_Instruction:_ Write out all the material exactly. Leave nothing out.
┌─ Task material
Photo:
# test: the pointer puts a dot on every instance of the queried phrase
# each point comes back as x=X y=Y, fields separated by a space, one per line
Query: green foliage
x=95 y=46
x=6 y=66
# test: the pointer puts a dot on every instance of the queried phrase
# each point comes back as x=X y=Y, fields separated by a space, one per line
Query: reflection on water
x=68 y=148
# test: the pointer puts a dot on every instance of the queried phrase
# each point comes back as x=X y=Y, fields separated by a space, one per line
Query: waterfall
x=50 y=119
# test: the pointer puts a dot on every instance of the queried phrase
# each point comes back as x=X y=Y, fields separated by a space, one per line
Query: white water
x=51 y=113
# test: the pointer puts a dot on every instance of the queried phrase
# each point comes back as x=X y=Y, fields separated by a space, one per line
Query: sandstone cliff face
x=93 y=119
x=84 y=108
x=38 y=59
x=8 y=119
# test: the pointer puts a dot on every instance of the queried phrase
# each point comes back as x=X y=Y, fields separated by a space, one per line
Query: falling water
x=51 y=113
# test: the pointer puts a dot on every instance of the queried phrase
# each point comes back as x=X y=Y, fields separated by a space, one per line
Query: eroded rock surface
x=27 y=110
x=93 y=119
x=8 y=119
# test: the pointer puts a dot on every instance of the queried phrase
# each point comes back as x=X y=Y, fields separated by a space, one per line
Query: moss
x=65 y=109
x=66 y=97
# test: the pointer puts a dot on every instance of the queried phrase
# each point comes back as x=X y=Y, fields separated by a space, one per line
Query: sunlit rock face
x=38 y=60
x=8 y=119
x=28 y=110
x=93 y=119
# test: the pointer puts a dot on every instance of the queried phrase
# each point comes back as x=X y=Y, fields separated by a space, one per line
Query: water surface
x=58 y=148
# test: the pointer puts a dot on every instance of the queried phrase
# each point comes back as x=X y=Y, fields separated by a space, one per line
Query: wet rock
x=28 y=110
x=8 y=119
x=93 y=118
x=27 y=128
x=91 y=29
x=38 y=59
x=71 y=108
└─
_Solution to this task:_
Photo:
# test: the pointer puts a dot on every instance of the queried phrase
# each point comes back as x=X y=Y, fields separated by a space, one per line
Query: green foliage
x=95 y=46
x=6 y=66
# test: the pointer puts a dot on every instance of the queried phrase
# each point comes back as x=X y=Y, fields separated by a space, one per line
Query: reflection on water
x=68 y=148
# test: the pointer puts a dot on every instance of the queried phrase
# each point comes back as x=X y=Y, fields separated by a space, one per line
Query: waterfall
x=50 y=119
# test: the pointer puts a dot on every instance of the queried phrase
# each point comes back as x=X y=Y, fields separated by a space, one per line
Query: white water
x=51 y=113
# test: the pointer puts a dot on every instance of the queried phrase
# each point comes back as x=X y=Y, fields separated by a space, one per line
Query: sandstone cliff face
x=93 y=119
x=84 y=108
x=38 y=59
x=8 y=119
# test: the pointer puts a dot on every instance of the queried phrase
# each point comes back as x=X y=Y, fields separated by a space, one per line
Query: falling water
x=51 y=113
# test: the pointer puts a dot on every instance of the queried phrase
# each point comes back as x=X y=Y, fields separated by a space, one per line
Query: eroded rock surface
x=27 y=110
x=93 y=119
x=8 y=119
# test: the pointer puts a dot on every instance of the queried phrase
# each point comes back as x=X y=Y, fields separated by a space, one per line
Query: moss
x=65 y=109
x=66 y=97
# test: the pointer puts a dot on every instance of the queried phrase
# each point comes back as x=X y=Y, fields separated by a space, one per line
Query: sunlit rock face
x=38 y=60
x=8 y=119
x=28 y=110
x=93 y=119
# test: the pointer puts a dot on every instance of the queried phrase
# each point comes back as x=X y=Y, fields separated by a space, one per line
Query: water surface
x=58 y=148
# test: the pointer puts a dot on every instance of the queried phrase
# each point comes back as x=X y=Y, fields separated by a space, one per line
Query: wet rock
x=28 y=110
x=8 y=119
x=93 y=118
x=27 y=128
x=91 y=29
x=38 y=59
x=71 y=108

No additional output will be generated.